__TEXT PASSAGE__
## Start

The first major factor is: are there two existing implementations of the language in the marketplace that disagree on the behaviour of a particular program? If FooCorp's compiler compiles M(A(), B()) as "call A, call B, call M", and BarCorp's compiler compiles it as "call B, call A, call M", and neither is the "obviously correct" behaviour then there is strong incentive to the language design committee to say "you're both right", and make it implementation defined behaviour. Particularly this is the case if FooCorp and BarCorp both have representatives on the committee.

The next major factor is: does the feature naturally present many different possibilities for implementation? For example, in C# the compiler's analysis of a "query comprehension" expression is specified as "do a syntactic transformation into an equivalent program that does not have query comprehensions, and then analyze that program normally". There is very little freedom for an implementation to do otherwise.

By contrast, the C# specification says that the foreach loop should be treated as the equivalent while loop inside a try block, but allows the implementation some flexibility. A C# compiler is permitted to say, for example "I know how to implement foreach loop semantics more efficiently over an array" and use the array's indexing feature rather than converting the array to a sequence as the specification suggests it should.

A third factor is: is the feature so complex that a detailed breakdown of its exact behaviour would be difficult or expensive to specify? The C# specification says very little indeed about how anonymous methods, lambda expressions, expression trees, dynamic calls, iterator blocks and async blocks are to be implemented; it merely describes the desired semantics and some restrictions on behaviour, and leaves the rest up to the implementation.

A fourth factor is: does the feature impose a high burden on the compiler to analyze? For example, in C# if you have:

Func<int, int> f1 = (int x)=>x + 1;
Func<int, int> f2 = (int x)=>x + 1;
bool b = object.ReferenceEquals(f1, f2);

Suppose we require b to be true. How are you going to determine when two functions are "the same"? Doing an "intensionality" analysis -- do the function bodies have the same content? -- is hard, and doing an "extensionality" analysis -- do the functions have the same results when given the same inputs? -- is even harder. A language specification committee should seek to minimize the number of open research problems that an implementation team has to solve!

In C# this is therefore left to be implementation-defined; a compiler can choose to make them reference equal or not at its discretion.

A fifth factor is: does the feature impose a high burden on the runtime environment?

For example, in C# dereferencing past the end of an array is well-defined; it produces an array-index-was-out-of-bounds exception. This feature can be implemented with a small -- not zero, but small -- cost at runtime. Calling an instance or virtual method with a null receiver is defined as producing a null-was-dereferenced exception; again, this can be implemented with a small, but non-zero cost. The benefit of eliminating the undefined behaviour pays for the small runtime cost.

A sixth factor is: does making the behaviour defined preclude some major optimization? For example, C# defines the ordering of side effects when observed from the thread that causes the side effects. But the behaviour of a program that observes side effects of one thread from another thread is implementation-defined except for a few "special" side effects. (Like a volatile write, or entering a lock.) If the C# language required that all threads observe the same side effects in the same order then we would have to restrict modern processors from doing their jobs efficiently; modern processors depend on out-of-order execution and sophisticated caching strategies to obtain their high level of performance.

## End

__SUPPLIED INFORMATION__
## Start

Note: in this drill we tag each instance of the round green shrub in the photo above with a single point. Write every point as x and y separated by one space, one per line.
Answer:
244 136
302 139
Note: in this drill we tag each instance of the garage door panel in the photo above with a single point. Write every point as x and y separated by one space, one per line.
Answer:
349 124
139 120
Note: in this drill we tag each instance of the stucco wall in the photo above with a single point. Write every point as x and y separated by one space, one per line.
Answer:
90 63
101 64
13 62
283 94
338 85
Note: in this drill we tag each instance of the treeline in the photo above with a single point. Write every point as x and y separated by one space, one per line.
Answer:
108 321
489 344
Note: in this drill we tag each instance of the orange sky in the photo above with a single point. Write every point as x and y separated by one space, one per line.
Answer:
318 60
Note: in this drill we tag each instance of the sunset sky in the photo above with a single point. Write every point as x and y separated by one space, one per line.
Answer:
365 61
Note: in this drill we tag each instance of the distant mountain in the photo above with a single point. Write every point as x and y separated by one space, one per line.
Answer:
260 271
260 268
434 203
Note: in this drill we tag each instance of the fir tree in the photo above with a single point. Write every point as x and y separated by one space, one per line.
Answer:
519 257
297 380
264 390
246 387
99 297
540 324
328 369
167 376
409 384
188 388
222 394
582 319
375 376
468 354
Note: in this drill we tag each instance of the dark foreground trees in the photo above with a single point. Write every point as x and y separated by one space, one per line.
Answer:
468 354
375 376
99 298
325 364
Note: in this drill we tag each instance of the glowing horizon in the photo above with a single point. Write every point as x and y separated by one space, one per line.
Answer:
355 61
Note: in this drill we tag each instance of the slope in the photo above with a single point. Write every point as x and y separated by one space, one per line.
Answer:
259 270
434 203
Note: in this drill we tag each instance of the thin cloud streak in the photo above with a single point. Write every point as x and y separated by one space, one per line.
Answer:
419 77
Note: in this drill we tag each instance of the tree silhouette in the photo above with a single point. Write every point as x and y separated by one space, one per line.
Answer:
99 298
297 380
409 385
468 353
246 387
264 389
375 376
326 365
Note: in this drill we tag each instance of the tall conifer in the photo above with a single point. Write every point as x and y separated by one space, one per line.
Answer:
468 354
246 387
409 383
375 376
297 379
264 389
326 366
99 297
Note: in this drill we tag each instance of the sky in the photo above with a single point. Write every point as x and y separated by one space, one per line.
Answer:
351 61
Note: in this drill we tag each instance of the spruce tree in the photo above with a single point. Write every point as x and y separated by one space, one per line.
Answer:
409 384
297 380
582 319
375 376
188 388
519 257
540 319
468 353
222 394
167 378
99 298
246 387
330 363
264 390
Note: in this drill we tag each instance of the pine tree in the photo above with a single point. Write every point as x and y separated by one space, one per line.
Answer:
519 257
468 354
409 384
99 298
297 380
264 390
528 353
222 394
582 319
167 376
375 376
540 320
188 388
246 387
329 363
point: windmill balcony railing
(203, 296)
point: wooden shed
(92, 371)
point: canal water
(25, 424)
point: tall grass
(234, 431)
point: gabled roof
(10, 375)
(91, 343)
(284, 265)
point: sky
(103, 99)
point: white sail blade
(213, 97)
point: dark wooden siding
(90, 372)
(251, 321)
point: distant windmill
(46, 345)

## End

__OBJECTIVES__
A) Repeat word for word the part of the passage on implementation-defined behavior that starts with "A fourth factor" and ends after "at its discretion.".
B) Please continue the passage on implementation-defined behavior from its last sentence.

__RESULTS IN ORDER__
A)
A fourth factor is: does the feature impose a high burden on the compiler to analyze? For example, in C# if you have:

Func<int, int> f1 = (int x)=>x + 1;
Func<int, int> f2 = (int x)=>x + 1;
bool b = object.ReferenceEquals(f1, f2);

Suppose we require b to be true. How are you going to determine when two functions are "the same"? Doing an "intensionality" analysis -- do the function bodies have the same content? -- is hard, and doing an "extensionality" analysis -- do the functions have the same results when given the same inputs? -- is even harder. A language specification committee should seek to minimize the number of open research problems that an implementation team has to solve!

In C# this is therefore left to be implementation-defined; a compiler can choose to make them reference equal or not at its discretion.

B)
Those are just a few factors that come to mind; there are of course many, many other factors that language design committees debate before making a feature "implementation defined" or "undefined".

Now let's return to your specific example.

The C# language does make that behaviour strictly defined(); the side effect of the increment is observed to happen before the side effect of the assignment. So there cannot be any "well, it's just impossible" argument there, because it is possible to choose a behaviour and stick to it. Nor does this preclude major opportunities for optimizations. And there are not a multiplicity of possible complex implementation strategies.

My guess, therefore, and I emphasize that this is a guess, is that the C language committee made ordering of side effects into implementation defined behaviour because there were multiple compilers in the marketplace that did it differently, none was clearly "more correct", and the committee was unwilling to tell half of them that they were wrong.


(*) Or, sometimes, its compiler! But let's ignore that factor.

(**) "Undefined" behaviour means that the code can do anything, including erasing your hard disk. The compiler is not required to generate code that has any particular behaviour, and not required to tell you that it is generating code with undefined behaviour. "Implementation defined" behaviour means that the compiler author is given considerable freedom in choice of implementation strategy, but is required to pick a strategy, use it consistently, and document that choice.

() When observed from a single thread, of course.

Which languages have documented undefined behavior?

I was the one who wrote that text in the wiki. What I meant with "documented undefined behavior" is something which is formally undefined behavior in the language standard, but perfectly well-defined in the real world. No language has "documented undefined behavior", but the real world doesn't always care about what the language standard says.

A better term would perhaps be non-standard language extensions, or if you will "undefined as far as the programming language standard is concerned".

There are several reasons why something could be regarded as undefined behavior in the language standard:

  1. Something is simply outside the scope of the standard. Such as the behavior of memory, monitors etc. All behavior that isn't documented in the standard is in theory undefined.
  2. Something is actually well-defined on a given specific hardware, but the standard doesn't want impose restrictions on the system/hardware, so that no technology gets an unfair market advantage. Therefore it labels something undefined behavior even though it isn't in practice.
  3. Something is truly undefined behavior even in the hardware, or doesn't make any sense in any context.

Example of 1)

Where are variables stored in memory? This is outside the scope of the standard yet perfectly well-defined on any computer where programs are executed.

Similarly, if I say "my cat is black", it is undefined behavior, because the color of cats isn't covered by the programming language. This doesn't mean that my cat will suddenly start to shimmer in a caleidoscope of mysterious colors, but rather that reality takes precedence over theoretical programming standards. We can be perfectly certain that the specific cat will always be a black cat, even though it is undefined behavior.

Example of 2)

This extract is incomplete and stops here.